--- Supplied text ---
Syntax: DspuPuStatsEntry
Max-Access: Not-accessible
dspuPuStatsSentBytes
Specifies the number of bytes sent by this PU.
Syntax: Counter32
Access: Read-only
dspuPuStatsRcvdBytes
Specifies the number of bytes received by this PU.
Syntax: Counter32
Max-Access: Read-only
dspuPuStatsSentFrames
Specifies the number of frames sent by this PU.
Syntax: Counter32
Max-Access: Read-only
dspuPuStatsRcvdFrames
Specifies the number of frames received by this PU.
Syntax: Counter32
Max-Access: Read-only
dspuPuStatsSentNegativeRsps
Specifies the number of negative responses sent by this PU.
Syntax: Counter32
Max-Access: Read-only
dspuPuStatsRcvdNegativeRsps
Specifies the number of negative responses received by this PU.
Syntax: Counter32
Max-Access: Read-only
dspuPuStatsActiveLus
Specifies the number of active LUs on this PU (an LU becomes active when a positive ACTLU response is received).
Syntax: Counter32
Max-Access: Read-only
dspuPuStatsInactiveLus
Specifies the number of inactive LUs on this PU (an LU is inactive until an ACTLU request or a positive ACLTU response is received).
Syntax: Counter32
Max-Access: Read-only
dspuPuStatsBindLus
Specifies the number of LUs on this PU which are active-in-session (an LU is active-in-session when a BIND request is received).
Syntax: Counter32
Max-Access: Read-only
dspuPuStatsActivationFailures
Specifies the number of activation failures for this PU.
Syntax: Counter32
Max-Access: Read-only
dspuPuStatsLastActivationFailureReason
Specifies the reason for last activation failure of this PU.
Syntax: Integer
1 = noError
|
No PU activation failure has been detected.
|
2 = otherError
|
Undefined error detected during PU activation.
|
3 = internalError
|
Internal resources error detected during PU activation.
|
4 = configuration error
|
PU could not be activated.
|
5 = puNegativeResponse
|
Negative ACTPU response received from remote PU.
|
6 = puAlreadyActive
|
PU is already active.
|
Max-Access: Read-only
End of Table
dspuLuAdminTable
Table listing all LUs owned by the PU.
Note
The dspuLuAdminTable does not include LUs owned by default downstream PUs that can be dynamically created.
Syntax: SEQUENCE OF DspuLuAdminEntry
Max-Access: Not-accessible
dspuLuAdminEntry
Each entry represents a defined LU owned by the PU.
Syntax: DspuLuAdminEntry
Max-Access: Not-accessible
dspuLuAdminLuLocalAddress
Specifies the network addressable unit (NAU) address of the local LU.

--- Dataset rows ---

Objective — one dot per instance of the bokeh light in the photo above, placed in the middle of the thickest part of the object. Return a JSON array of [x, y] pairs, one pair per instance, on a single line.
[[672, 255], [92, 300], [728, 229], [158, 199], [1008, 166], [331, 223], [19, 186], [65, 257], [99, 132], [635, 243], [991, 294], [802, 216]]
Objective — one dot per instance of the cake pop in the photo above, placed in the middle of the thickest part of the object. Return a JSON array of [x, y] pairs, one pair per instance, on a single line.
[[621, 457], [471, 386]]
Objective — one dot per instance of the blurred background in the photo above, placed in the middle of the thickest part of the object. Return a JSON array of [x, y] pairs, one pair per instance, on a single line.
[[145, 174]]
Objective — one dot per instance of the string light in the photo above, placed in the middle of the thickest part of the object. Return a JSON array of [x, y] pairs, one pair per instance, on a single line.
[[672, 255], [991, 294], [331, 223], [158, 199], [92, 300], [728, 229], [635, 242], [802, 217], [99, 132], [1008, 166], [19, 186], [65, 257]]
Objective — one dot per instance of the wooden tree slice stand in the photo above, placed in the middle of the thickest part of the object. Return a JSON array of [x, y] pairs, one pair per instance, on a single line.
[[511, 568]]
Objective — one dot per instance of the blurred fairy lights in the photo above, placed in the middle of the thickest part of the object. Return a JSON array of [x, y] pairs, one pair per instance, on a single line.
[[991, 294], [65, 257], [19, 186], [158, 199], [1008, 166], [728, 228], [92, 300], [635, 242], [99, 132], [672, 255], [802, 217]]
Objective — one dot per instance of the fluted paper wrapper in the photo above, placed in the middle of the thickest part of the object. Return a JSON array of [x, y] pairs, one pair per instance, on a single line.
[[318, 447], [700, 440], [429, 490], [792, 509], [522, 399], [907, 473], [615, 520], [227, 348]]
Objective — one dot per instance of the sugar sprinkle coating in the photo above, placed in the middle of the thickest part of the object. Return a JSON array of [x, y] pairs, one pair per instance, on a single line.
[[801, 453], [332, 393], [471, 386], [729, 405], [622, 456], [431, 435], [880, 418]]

--- Task requirements ---
Answer these from the DSPU object listing:
(a) What does the value 5 of dspuPuStatsLastActivationFailureReason indicate?
(b) According to the description of dspuPuStatsBindLus, when does an LU become active-in-session?
(c) Which LUs does the note say dspuLuAdminTable does not include?

--- Task answer ---
(a) A negative ACTPU response was received from the remote PU.
(b) When a BIND request is received.
(c) LUs owned by default downstream PUs that can be dynamically created.